> [WORK REQUIRED] Can you write out everything from the line containing "Where can you see the radio" down to the end of the items, requests included, with each point coordinate in the answers multiplied by 1.5 and rounded to a whole number, halves going up? Leave the pictures out.

> [WORKING DATA]
+ + +
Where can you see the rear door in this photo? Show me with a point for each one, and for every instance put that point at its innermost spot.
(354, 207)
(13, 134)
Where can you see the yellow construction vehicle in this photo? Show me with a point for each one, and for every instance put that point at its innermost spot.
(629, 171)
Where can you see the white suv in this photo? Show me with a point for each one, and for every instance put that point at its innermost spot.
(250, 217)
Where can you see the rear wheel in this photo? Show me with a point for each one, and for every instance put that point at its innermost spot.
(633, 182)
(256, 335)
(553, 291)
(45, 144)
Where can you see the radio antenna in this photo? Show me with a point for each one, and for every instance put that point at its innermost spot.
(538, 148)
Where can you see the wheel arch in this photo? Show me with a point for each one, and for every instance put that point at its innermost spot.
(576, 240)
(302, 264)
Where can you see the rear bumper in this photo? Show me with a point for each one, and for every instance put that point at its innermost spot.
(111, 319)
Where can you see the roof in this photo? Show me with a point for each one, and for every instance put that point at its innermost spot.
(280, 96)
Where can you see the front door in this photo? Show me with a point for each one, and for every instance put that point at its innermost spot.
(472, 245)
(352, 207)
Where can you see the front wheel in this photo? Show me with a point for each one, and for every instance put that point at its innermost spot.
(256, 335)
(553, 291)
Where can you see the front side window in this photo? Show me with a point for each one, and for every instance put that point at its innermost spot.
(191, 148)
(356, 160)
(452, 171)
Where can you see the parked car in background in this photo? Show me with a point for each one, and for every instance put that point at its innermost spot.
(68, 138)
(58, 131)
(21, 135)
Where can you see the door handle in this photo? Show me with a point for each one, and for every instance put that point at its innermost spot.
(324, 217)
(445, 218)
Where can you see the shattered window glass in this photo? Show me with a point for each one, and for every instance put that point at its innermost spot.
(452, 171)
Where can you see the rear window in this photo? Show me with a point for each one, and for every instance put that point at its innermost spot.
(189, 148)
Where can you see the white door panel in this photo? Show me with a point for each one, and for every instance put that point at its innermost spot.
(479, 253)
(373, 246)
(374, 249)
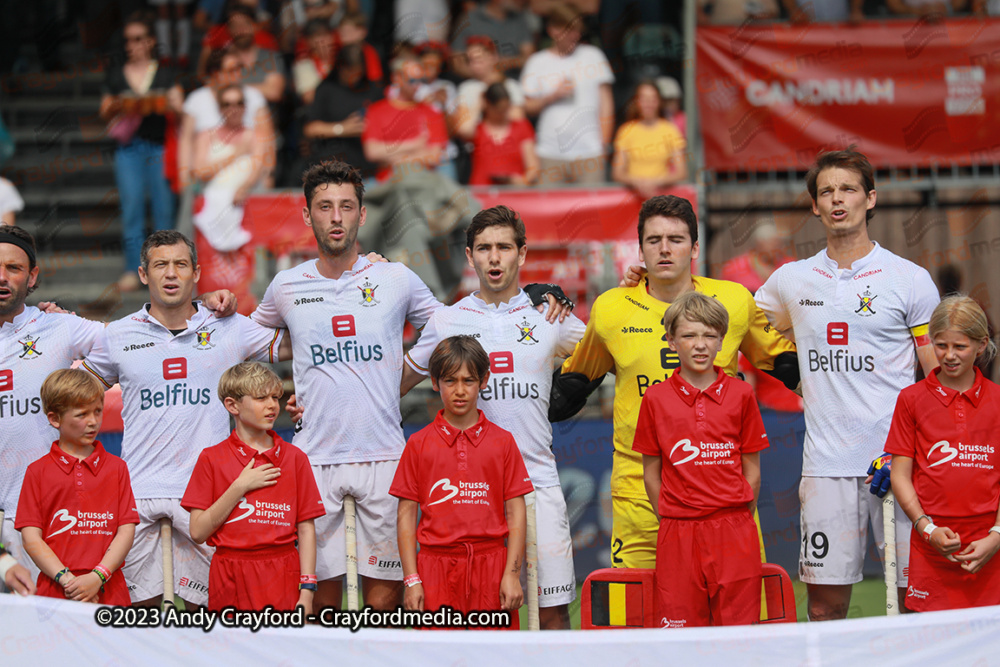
+ + +
> [TASK RESULT]
Where can you see the radio antenna in this photo? Show me with a point for each one, and for every instance put that point at its innermost spot.
(807, 222)
Where can you see the wheel arch in this photo? Show me with a point for each one, and for every instance put that point at its innermost spot.
(864, 360)
(453, 396)
Where can you see the rear bumper in this photo? Show me with a point for each one, and for every instance put that point at its innermost spot.
(167, 479)
Where can you see the roof in this photo? Show me with a point for each one, and for every instance put that point at its innermost spot.
(420, 144)
Where can you see the front door in this photo? Show me with a point for each one, and for every instance put that point at its innermost spot.
(708, 368)
(528, 311)
Where can you see the front wheel in this photo? Show me with a point for each one, and for every instance put that point at its innermost spot.
(384, 503)
(830, 437)
Where can you see the front side window in this photo? Show me with a point for each one, and for every instance put that point at its innermost spot.
(287, 222)
(534, 240)
(678, 257)
Where can you see the parked car in background in this photo? Show me with a point for each one, and for every instance put that point at its innermost spot.
(102, 207)
(87, 197)
(32, 203)
Where can you see the door handle in this photo? Show me with a point for each one, and for every instance put that point at its innermost spot.
(486, 326)
(668, 327)
Where can you see the shattered window glass in this photo? Show me with a point for each one, and for every instance put that point at its innermost spot.
(678, 257)
Where can you see the rear window in this photo? Show me with a point for each one, and for every instance put that point at its innermost spot.
(284, 222)
Where can you see the white door panel in this photo? Show me with a point for each one, and for every instance put that point at its innermost spot.
(719, 380)
(560, 369)
(561, 374)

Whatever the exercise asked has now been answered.